┌─ Material for this exercise
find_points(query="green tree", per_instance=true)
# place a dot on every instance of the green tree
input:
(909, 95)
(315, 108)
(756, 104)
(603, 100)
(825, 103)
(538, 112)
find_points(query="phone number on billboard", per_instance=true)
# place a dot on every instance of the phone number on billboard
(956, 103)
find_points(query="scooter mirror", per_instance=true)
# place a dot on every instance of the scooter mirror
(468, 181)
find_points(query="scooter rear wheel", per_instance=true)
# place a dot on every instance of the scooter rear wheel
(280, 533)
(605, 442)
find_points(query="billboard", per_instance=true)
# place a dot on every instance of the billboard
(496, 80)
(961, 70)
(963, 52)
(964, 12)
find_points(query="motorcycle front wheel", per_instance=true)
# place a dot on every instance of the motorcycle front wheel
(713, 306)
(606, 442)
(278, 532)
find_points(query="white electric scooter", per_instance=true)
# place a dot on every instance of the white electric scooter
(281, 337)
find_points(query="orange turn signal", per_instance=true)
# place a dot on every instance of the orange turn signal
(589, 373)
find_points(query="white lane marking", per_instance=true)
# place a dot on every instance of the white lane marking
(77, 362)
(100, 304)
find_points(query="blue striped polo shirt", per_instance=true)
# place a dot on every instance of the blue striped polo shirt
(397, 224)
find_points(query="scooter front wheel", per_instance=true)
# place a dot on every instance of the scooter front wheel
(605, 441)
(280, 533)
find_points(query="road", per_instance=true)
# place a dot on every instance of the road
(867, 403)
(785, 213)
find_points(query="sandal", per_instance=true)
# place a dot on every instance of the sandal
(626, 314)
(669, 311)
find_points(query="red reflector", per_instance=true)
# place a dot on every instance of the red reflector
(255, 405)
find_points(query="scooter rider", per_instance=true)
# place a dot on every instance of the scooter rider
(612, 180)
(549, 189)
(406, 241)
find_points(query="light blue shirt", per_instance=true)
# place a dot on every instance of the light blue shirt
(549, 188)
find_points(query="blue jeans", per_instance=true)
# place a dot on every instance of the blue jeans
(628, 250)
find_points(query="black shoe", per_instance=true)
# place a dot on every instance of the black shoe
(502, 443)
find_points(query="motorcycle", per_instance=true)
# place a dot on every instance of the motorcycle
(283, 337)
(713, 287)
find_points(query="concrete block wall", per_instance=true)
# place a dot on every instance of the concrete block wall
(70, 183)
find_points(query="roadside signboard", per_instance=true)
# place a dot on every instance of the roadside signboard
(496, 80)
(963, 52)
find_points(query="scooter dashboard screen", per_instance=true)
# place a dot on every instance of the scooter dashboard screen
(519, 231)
└─
┌─ Material for this exercise
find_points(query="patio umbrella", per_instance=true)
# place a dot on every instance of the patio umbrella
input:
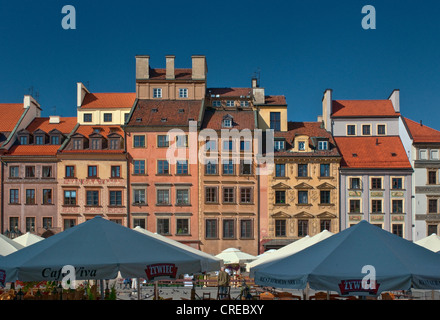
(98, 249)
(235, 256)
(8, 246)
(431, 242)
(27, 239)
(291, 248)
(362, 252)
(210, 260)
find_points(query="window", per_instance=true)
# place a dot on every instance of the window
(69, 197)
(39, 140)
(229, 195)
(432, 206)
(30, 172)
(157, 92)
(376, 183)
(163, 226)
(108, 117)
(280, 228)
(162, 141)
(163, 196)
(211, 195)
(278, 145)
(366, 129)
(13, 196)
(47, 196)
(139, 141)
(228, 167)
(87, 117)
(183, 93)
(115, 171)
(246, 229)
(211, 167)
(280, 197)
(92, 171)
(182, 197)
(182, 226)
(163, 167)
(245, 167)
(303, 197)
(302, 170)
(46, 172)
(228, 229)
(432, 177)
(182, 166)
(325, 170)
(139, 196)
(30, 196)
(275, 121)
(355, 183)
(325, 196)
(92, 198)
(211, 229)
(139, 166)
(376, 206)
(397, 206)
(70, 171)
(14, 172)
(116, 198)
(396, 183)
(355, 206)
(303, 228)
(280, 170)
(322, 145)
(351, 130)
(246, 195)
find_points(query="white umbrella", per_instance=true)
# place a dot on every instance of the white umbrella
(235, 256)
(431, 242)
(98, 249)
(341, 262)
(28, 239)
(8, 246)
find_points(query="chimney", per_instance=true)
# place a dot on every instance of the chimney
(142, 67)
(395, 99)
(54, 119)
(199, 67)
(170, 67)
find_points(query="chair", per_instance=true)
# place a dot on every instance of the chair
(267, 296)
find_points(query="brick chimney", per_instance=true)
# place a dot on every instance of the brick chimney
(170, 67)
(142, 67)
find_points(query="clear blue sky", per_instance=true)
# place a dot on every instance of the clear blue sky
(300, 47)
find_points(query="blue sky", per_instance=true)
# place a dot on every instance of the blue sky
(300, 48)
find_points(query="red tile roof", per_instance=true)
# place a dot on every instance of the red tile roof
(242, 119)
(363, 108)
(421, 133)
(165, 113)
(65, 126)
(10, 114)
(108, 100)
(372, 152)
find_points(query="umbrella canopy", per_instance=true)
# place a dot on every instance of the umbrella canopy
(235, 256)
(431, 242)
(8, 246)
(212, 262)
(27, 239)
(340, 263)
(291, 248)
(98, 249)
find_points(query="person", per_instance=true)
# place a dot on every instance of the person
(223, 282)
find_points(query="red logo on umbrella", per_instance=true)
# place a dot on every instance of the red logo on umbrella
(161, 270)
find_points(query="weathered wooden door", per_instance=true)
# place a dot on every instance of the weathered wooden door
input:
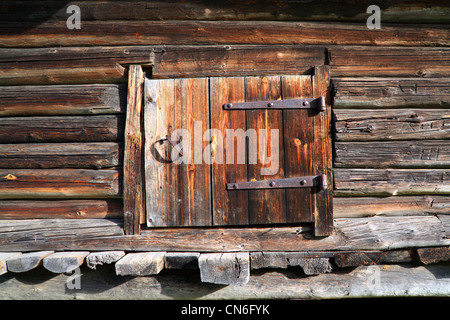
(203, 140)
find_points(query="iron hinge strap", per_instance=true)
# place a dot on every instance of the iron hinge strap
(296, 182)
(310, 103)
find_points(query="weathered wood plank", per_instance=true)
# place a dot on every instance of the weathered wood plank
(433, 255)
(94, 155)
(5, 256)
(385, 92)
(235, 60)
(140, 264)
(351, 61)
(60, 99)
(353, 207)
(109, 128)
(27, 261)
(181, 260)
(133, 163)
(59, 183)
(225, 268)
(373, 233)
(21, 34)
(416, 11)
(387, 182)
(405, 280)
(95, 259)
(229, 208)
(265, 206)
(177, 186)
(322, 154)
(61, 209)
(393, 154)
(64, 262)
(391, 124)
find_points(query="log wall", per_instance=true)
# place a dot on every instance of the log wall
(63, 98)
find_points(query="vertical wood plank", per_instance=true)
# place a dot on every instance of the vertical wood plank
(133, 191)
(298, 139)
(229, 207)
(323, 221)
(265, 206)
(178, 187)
└─
┌─ Material for this exercise
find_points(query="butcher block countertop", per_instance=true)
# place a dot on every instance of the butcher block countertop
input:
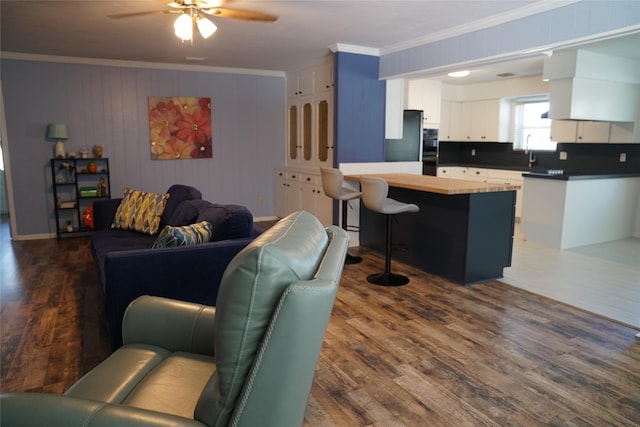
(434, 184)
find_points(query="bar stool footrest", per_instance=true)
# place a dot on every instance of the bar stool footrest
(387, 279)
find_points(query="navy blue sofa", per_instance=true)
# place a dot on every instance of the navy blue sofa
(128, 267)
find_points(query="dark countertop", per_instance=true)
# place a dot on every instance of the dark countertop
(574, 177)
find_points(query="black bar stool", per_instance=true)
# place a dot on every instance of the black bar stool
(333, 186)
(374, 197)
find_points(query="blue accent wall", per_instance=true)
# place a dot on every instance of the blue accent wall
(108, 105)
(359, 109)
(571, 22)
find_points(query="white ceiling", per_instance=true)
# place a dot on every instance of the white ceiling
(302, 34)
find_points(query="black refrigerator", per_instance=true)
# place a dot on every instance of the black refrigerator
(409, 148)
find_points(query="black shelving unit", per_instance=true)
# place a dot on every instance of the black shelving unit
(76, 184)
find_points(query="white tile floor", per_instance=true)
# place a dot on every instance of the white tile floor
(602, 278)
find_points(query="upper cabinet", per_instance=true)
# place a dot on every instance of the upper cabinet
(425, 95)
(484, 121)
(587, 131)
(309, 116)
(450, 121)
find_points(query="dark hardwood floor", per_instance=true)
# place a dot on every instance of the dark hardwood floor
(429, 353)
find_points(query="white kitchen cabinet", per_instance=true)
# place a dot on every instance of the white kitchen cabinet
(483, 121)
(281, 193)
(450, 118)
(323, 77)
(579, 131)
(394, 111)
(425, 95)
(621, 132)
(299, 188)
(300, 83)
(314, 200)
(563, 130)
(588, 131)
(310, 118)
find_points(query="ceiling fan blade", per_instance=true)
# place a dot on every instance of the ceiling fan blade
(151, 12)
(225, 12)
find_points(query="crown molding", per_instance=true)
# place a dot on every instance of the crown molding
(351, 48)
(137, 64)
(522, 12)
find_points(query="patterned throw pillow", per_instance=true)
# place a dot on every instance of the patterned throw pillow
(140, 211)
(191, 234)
└─
(Task directions): Copy each line above containing the string "wooden".

(Solution to this problem):
find_points(query="weathered wooden door", per_instance=true)
# place a dot on every instance of the weathered wooden door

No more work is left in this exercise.